**EXTRACTED TEXT**:
□ □ □ □ □ □ □
By Joe Kurland, MPH vaccine specialist and infection preventionist at Children’s Minnesota

Minnesota is in the midst of a significant increase of flu cases across the state. Over one thousand people have been hospitalized because of flu since September, with approximately 500 admitted with flu each week for the past several weeks. Influenza is considered widespread across Minnesota while children and adults continue to fall ill.

Influenza, or “the flu,” is a highly contagious viral infection that can cause serious illness in some. It can affect people of all ages; however, children and the elderly are at the highest risk for contracting the illness. People with “high risk” conditions are more likely to require hospitalization and possibly die.  Each year, the flu is estimated to kill as many as 56,000 people across the US during the season extending from October to May.

There are many ways to help prevent catching and spreading the flu:

Get the flu shot

Although the vaccine is not 100% effective at preventing symptoms of the flu, it can limit the severity and duration of the infection and may reduce the chances your child will need to be hospitalized because of the virus. Every year, Children’s Minnesota admits many children to the hospital due to flu-related illnesses. Regardless of their prior health, 90% of kids that require intensive care have one thing in common: they didn’t get their flu vaccine.

If your child hasn’t received their flu shot, there is still time. It is still recommended, and a good idea, to get the vaccine even if your child has already felt sick with flu symptoms. The flu vaccine protects against either 3 or 4 strains of flu (depending upon which vaccine your clinic orders). Falling ill with one strain of flu will not prevent your child from getting sick again with the others. The flu shot can help protect your child from the other strains even if you already suffered one this season.

Flu shots are offered at all of our 12 primary care clinics throughout the Twin Cities and are recommended for everyone 6 months of age and older. Find a location near you and schedule an appointment. You can also learn more about our commitment to reducing needle pain through Children’s Comfort Promise.

Know your symptoms

Influenza typically has similar symptoms to the common cold; however, influenza symptoms tend to be more severe and may include the following:

  • Fever of 100 degrees or higher
  • Chills
  • Extreme fatigue
  • Nausea or vomiting
  • Diarrhea
  • Cough
  • Muscle or body aches

Cover your cough

Influenza is typically spread by respiratory droplets kicked into the air by a sneeze or cough. Avoid spreading this and other germs by covering your child’s cough using a facial tissue, or having them cough into the crook of their arm. If you go into your doctor’s office, they may require a mask to protect others.
□ □ □ □ □ □ □
**PROBLEMS TO SOLVE**:
1. In the flu article, what do 90% of kids who need intensive care for flu have in common?
2. Write the next part of the flu article, picking up right after its last sentence.
The recorded data comes from a different source than the flu article.

Recorded data:
□ □ □ □ □ □ □
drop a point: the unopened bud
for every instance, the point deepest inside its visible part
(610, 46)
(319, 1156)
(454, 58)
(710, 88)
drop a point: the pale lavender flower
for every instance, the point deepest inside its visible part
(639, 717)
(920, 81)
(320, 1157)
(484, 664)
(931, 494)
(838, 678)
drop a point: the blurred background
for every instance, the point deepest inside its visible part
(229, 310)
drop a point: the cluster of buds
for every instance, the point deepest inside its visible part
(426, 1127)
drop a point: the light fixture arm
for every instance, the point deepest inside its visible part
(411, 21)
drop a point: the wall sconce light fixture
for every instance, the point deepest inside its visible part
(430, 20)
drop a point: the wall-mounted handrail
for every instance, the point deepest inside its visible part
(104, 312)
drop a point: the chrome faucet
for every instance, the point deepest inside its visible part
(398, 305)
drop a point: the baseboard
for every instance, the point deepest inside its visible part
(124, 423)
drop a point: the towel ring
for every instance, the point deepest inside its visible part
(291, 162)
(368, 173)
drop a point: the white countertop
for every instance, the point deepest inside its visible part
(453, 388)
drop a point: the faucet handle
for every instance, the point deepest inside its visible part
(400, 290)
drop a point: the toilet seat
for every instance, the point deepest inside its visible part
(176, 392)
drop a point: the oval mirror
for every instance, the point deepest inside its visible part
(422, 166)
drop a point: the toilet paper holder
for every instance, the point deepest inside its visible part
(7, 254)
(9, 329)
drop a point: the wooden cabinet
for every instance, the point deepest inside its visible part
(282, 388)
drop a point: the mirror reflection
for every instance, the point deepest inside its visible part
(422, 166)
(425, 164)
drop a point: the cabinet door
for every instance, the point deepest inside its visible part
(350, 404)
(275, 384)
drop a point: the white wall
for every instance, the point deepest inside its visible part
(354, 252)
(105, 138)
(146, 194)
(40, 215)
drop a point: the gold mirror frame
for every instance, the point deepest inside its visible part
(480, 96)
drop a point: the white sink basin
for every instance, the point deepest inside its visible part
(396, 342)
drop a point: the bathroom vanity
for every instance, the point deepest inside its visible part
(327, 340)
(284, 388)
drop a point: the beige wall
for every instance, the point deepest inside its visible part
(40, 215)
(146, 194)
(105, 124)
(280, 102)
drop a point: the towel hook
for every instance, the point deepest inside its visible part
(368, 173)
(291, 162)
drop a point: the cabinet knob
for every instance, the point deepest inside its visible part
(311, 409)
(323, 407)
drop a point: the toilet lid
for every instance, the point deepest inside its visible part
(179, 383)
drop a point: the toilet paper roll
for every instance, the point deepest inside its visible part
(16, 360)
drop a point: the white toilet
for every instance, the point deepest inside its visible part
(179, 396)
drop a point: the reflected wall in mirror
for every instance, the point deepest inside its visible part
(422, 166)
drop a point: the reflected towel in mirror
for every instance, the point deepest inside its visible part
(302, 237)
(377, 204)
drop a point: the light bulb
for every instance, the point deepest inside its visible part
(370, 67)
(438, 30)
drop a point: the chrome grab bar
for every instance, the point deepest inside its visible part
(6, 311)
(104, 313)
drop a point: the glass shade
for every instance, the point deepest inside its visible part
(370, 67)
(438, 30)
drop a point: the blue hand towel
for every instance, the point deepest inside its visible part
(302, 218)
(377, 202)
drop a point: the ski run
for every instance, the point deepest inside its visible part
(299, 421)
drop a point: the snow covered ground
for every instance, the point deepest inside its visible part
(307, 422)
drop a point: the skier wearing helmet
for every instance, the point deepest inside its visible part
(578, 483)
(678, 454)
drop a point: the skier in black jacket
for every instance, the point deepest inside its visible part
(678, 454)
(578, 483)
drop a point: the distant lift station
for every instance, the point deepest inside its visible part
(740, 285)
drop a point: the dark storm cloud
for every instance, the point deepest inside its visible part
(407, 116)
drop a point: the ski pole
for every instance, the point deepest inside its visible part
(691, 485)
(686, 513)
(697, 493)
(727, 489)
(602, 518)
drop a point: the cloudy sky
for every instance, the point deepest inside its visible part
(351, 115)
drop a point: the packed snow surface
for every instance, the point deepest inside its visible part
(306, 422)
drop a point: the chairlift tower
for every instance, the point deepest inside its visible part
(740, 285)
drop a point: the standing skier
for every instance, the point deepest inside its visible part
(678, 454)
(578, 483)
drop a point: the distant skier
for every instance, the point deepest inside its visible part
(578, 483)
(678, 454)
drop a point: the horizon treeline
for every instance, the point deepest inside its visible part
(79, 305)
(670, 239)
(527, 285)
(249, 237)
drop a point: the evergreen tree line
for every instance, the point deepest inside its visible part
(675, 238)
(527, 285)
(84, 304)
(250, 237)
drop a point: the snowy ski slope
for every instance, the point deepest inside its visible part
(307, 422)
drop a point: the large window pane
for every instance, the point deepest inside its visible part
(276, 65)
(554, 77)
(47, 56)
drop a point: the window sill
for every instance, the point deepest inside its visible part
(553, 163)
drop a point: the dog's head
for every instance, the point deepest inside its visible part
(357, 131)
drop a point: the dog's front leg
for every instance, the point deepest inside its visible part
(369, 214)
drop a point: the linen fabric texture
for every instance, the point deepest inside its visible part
□ □ □ □ □ □ □
**RESPONSES FOR EACH TASK**:
1. They didn't get their flu vaccine.

2.
Wash your hands

The influenza virus can live on surfaces such as countertops, chairs, and doorknobs for as long as 72 hours. Children risk infecting themselves with the virus by touching their eyes, nose or mouth after touching a contaminated surface.

To minimize the risk of indirect exposure to the infection, have your child wash their hands or use hand sanitizer several times a day. It is also recommended to frequently wipe down “high touch surfaces” with sanitizing wipes to lower the risk of the virus being there to infect others.

Sick? Stay Home.

If your child doesn’t feel well, keep them home from daycare, school, or other activities and have them rest early in their illness; at least until they are back to their normal selves. Attending school while sick and coughing risks spreading the virus to others, as each cough can release thousands of infectious particles into the air.

Be careful not to confuse influenza with the “stomach flu” (viral gastroenteritis). Influenza may cause vomiting and diarrhea (this is more common in children), but whereas the stomach flu keeps you down for a day or two, influenza illness can last much longer and cause serious breathing complications.  In either case, it’s important to avoid dehydration by encouraging your child to drink plenty of fluids.

There are many respiratory viruses circulating, and not all are influenza. When the flu hits, it hits hard and fast.  Within a few hours, those infected feel muscle aches, fatigued, and may suffer cough and chills. Children may or may not develop a fever, and they may or may not suffer vomiting and diarrhea.   Other viral illnesses like rhinovirus (common cold), human metapneumovirus, and parainfluenza all make their rounds this time of year causing fever, runny noses, coughs and general misery.  However, influenza is the most serious of the seasonal illnesses and poses the greatest risk to health.

Contact your doctor if…

The important thing to remember is that flu symptoms can vary from child to child. Not every illness is the flu, but if your child is feeling sick with flu-like symptoms that aren’t getting better over time, contact your primary care provider.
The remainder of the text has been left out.